Liga Mistrzów. Cud, którego potrzebuje Chelsea

Niekorzystny wynik z pierwszego meczu, słaba forma w ostatnich tygodniach, szczelna defensywa Barcelony na Camp Nou, na którym Chelsea jeszcze nigdy w historii nie wygrała - wszystko to sprawia, że w środowy wieczór mistrz Anglii będzie potrzebował cudu, by awansować do ćwierćfinału Ligi Mistrzów. Cudu, jaki w stolicy Katalonii zdarzył się blisko sześć lat temu.

Trzy tygodnie temu na Stamford Bridge zespół Antonio Conte rozegrał mecz niemal idealny. Niemal, bo chociaż w zachodnim Londynie Barcelona oddała raptem dwa strzały na bramkę Thibauta Courtoisa, to i tak uzyskała korzystny wynik. Wszystko przez jedno nieodpowiedzialne podanie Andreasa Christensena, które zniweczyło ciężką i konsekwentną pracę całej drużyny.
______
• Treść zadania 1:
Przepisz wpisy od wiersza zawierającego „the fire hose” (łącznie z nim) aż do ostatniego wiersza wpisów, zastępując „Target” słowem „Object”, a całą resztę pozostawiając bez zmian.
Tekst i wpisy pochodzą z dwóch różnych źródeł.
______
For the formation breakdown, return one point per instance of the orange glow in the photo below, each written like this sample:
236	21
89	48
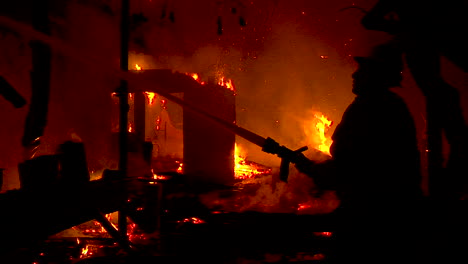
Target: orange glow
322	126
160	177
150	96
193	220
181	168
242	168
221	80
196	78
316	132
226	83
84	252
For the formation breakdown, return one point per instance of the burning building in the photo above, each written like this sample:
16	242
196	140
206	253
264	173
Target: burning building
290	63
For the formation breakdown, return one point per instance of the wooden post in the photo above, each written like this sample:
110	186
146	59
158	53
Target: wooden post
36	118
123	93
436	182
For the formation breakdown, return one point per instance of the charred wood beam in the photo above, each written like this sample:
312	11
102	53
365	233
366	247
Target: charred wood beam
123	138
30	216
36	118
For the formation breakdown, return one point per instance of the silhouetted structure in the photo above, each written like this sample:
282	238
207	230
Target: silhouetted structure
426	31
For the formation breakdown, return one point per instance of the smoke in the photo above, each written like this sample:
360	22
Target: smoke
269	195
283	66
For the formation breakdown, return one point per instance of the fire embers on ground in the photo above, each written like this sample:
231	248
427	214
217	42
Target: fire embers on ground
269	195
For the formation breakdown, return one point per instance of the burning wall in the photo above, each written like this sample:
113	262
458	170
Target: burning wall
288	59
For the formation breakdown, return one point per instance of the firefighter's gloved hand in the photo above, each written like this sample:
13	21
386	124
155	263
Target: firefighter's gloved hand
303	164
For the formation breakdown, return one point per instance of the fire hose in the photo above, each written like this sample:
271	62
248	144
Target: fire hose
268	145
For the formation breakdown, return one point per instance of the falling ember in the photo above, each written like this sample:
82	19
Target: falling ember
150	96
193	220
322	126
226	83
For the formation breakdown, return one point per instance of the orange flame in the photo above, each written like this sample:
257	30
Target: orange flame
196	78
150	96
323	124
316	132
180	169
226	83
243	170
______
• Treść zadania 2:
Czy możesz kontynuować tekst o meczu Chelsea z Barceloną w Lidze Mistrzów, zaczynając od miejsca po jego ostatnim zdaniu?

• Odpowiedź 1:
For the formation breakdown, return one point per instance of the fire hose in the photo above, each written like this sample:
271	62
248	144
Object: fire hose
268	145
For the formation breakdown, return one point per instance of the falling ember in the photo above, each written like this sample:
82	19
Object: falling ember
150	96
193	220
322	126
226	83
For the formation breakdown, return one point per instance of the orange flame in the photo above, each written like this sample:
257	30
Object: orange flame
196	78
150	96
323	124
316	132
180	169
226	83
243	170

• Odpowiedź 2:
Remis 1:1 w pierwszym spotkaniu sprawia, że przed rewanżem mistrz Anglii stoi przed zadaniem co najmniej bardzo trudnym. Co więcej, kilka czynników sprawia, że do awansu zespół Conte może potrzebować wręcz cudu. Mniej więcej takiego, jak blisko sześć lat temu. Spotkanie Barcelona - Chelsea w środę o godz. 20.45, relacja na żywo na Sport.pl.

"Nagłówki napisały się same"

Gola Fernando Torresa z ostatniej wizyty "The Blues" w stolicy Katalonii, kibice Chelsea opiszą zawsze i wszędzie. Chaotyczne wybicie piłki z własnego pola karnego, samodzielny rajd Hiszpana przez pół boiska, minięcie osamotnionego Victora Valdesa i strzał na pustą bramkę... Tamta przypadkowa akcja przypieczętowała awans drużyny Roberto Di Matteo do finału LM, który w nie mniej emocjonujących okolicznościach Chelsea wygrała po raz pierwszy i na razie jedyny w swojej historii.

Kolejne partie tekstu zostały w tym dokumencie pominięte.